What is needed =
In the entries that follow, how many lines contain "below"? Please reply with only the number.

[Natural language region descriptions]
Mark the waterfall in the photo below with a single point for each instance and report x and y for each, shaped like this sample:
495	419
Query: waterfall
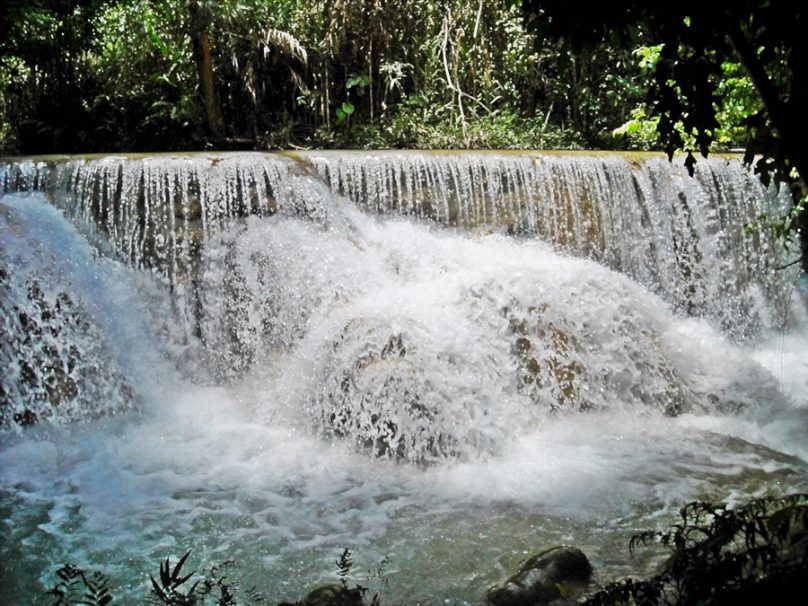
249	291
441	357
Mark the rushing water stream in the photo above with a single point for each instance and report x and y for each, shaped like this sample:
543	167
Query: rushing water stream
450	361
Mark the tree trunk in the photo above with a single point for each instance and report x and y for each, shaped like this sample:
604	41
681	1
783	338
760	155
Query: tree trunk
204	67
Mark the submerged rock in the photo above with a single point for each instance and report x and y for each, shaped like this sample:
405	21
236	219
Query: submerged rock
557	573
334	594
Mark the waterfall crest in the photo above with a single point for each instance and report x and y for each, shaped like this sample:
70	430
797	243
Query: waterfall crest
560	287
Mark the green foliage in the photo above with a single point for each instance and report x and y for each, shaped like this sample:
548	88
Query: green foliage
77	586
289	73
754	554
169	590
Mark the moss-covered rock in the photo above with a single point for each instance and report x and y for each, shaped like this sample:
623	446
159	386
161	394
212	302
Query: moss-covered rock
551	575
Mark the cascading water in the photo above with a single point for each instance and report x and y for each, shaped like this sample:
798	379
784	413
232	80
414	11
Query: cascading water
294	376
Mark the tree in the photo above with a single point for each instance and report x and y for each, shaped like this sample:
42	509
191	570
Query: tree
767	37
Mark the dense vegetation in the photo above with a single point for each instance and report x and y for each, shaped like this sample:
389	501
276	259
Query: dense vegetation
131	75
146	75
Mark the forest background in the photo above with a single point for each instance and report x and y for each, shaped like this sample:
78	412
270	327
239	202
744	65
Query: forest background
146	75
84	76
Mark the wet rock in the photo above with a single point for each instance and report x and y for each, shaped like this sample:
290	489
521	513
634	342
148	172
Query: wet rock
551	575
335	594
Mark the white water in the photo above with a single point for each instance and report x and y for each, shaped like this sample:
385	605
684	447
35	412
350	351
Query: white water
432	330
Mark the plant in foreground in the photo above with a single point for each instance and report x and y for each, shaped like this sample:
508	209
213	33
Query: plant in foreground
754	554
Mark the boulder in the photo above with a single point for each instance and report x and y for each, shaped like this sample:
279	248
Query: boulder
557	573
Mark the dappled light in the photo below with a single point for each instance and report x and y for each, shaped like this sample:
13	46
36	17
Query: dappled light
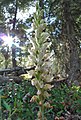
40	60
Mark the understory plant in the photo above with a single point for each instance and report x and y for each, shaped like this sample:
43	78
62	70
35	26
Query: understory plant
41	57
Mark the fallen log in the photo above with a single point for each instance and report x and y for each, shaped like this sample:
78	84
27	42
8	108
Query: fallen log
17	70
5	79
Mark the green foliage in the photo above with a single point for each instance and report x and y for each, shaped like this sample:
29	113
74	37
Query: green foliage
66	99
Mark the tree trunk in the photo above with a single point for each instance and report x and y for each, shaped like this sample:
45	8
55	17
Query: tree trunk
14	64
69	32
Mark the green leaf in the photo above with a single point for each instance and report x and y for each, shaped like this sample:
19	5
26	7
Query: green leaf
6	105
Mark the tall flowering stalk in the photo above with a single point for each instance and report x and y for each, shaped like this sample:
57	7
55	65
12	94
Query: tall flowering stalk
41	57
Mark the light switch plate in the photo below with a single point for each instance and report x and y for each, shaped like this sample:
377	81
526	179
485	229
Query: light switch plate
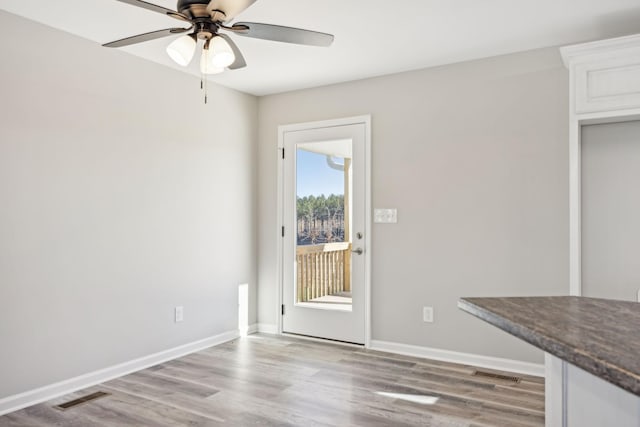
179	314
427	314
385	216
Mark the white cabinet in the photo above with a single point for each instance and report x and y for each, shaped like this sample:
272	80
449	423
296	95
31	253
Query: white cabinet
575	398
605	75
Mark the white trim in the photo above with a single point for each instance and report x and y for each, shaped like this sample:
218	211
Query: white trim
268	328
51	391
576	58
282	129
508	365
589	51
554	387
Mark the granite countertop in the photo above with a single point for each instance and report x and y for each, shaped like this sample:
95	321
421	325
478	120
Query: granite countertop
598	335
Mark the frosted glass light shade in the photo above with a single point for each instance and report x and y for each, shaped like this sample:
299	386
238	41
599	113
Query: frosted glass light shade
206	63
223	55
181	50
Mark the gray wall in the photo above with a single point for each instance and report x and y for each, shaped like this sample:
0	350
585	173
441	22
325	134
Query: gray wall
474	157
121	196
610	210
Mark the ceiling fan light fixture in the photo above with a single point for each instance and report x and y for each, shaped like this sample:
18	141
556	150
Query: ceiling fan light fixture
206	63
181	50
222	54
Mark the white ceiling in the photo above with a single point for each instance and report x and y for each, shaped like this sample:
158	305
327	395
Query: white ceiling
372	37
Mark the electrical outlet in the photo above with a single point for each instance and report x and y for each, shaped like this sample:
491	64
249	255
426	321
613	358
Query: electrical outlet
179	312
427	314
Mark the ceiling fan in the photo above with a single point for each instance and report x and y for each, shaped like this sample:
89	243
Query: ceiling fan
207	19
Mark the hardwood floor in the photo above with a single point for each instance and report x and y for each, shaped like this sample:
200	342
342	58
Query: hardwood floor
266	380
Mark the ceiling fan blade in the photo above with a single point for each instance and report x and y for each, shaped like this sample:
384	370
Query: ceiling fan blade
230	8
156	8
281	34
146	37
239	62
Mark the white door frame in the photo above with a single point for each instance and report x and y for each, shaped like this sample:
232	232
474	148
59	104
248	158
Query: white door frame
366	120
592	100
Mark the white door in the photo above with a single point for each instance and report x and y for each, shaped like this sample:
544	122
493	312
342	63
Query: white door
325	231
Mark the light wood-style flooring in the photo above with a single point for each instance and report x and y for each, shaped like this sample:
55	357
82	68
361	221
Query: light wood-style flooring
265	380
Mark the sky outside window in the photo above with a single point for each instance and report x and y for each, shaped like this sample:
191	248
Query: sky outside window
315	177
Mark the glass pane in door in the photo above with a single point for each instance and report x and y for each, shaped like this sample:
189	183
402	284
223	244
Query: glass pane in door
323	243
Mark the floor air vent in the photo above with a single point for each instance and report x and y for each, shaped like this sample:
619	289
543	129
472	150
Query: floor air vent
81	400
501	377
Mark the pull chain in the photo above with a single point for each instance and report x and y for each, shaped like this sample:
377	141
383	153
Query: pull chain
204	86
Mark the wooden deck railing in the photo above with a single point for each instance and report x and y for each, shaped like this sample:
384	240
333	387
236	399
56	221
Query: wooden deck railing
323	270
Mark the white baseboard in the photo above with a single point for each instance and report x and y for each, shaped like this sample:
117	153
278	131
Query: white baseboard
497	363
51	391
267	328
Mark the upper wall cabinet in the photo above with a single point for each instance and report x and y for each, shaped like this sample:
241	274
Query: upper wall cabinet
605	76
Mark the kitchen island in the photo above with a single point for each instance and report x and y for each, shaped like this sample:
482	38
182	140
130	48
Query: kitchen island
592	353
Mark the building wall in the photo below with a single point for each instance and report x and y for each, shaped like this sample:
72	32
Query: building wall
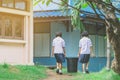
15	51
71	38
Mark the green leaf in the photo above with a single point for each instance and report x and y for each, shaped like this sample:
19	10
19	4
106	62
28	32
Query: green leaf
107	1
48	2
35	2
84	5
43	1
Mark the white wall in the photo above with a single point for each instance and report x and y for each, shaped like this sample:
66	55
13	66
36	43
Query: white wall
51	6
71	38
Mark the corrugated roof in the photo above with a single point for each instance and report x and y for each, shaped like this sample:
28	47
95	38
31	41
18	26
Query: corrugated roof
58	13
50	13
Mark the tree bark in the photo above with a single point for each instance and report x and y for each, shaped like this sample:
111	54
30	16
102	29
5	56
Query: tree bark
108	64
112	30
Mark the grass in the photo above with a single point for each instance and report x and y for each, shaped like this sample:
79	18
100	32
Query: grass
102	75
8	72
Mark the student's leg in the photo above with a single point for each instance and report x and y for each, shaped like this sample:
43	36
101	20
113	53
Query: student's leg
60	68
83	67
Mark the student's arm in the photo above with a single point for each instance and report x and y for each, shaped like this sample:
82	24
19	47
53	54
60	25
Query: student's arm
91	51
79	52
64	51
52	50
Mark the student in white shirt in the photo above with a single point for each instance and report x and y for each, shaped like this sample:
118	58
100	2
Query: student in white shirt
85	48
58	50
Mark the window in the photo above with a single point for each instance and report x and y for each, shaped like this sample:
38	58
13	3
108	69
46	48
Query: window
11	26
16	4
20	4
8	3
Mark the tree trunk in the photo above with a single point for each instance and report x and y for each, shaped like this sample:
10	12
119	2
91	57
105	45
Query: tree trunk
108	64
112	30
115	43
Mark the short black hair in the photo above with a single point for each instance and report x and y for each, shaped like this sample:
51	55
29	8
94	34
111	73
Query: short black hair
58	34
84	34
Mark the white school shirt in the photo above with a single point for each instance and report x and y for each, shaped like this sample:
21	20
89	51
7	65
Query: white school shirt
85	44
58	44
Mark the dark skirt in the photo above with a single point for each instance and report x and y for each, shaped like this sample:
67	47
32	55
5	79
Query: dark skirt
84	58
60	58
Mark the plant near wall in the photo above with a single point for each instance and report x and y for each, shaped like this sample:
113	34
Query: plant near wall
108	10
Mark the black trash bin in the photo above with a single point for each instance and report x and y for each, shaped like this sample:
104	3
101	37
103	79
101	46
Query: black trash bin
72	64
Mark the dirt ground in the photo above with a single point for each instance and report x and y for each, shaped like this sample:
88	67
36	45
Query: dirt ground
52	75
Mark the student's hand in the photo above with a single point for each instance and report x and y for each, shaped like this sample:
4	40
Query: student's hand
52	54
92	55
64	54
78	54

Problem solution =
4